_What you are asked to do_.
From the records below, transcribe only the lines running from the one with "Task: point to each instance of the black" through the one with "Task: point to each instance of the cow's". Keep both of those end lines.

_Data supplied_.
-.-.-

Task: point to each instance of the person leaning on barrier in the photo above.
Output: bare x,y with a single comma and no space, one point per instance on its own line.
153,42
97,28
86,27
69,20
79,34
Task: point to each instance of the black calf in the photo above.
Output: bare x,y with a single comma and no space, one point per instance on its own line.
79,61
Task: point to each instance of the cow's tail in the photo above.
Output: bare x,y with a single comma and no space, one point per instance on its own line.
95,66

-.-.-

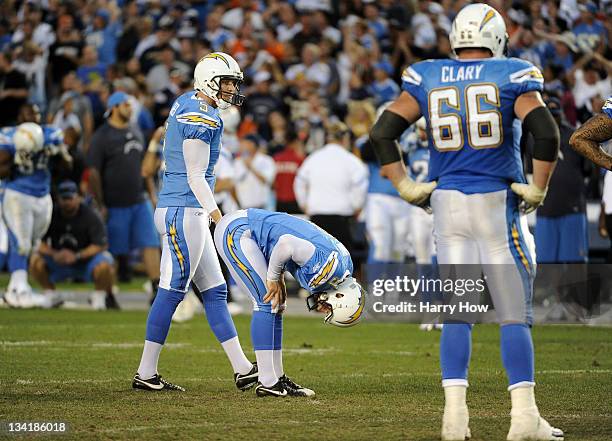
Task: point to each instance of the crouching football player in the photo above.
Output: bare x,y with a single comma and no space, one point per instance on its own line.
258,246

-.-.-

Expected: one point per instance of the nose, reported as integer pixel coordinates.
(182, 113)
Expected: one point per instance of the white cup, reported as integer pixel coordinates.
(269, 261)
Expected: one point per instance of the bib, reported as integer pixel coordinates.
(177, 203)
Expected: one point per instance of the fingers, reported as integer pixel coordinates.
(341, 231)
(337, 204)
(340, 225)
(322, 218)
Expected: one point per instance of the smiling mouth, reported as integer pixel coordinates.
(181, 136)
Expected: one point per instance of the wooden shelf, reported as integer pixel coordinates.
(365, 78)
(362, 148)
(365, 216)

-.-.-

_Exercise response_.
Task: point to each instance of the black calf in the photo above.
Output: bare x,y with a single comma and no space, one point per instance on its own line.
79,61
Task: point to each instance of the cow's tail in the photo above.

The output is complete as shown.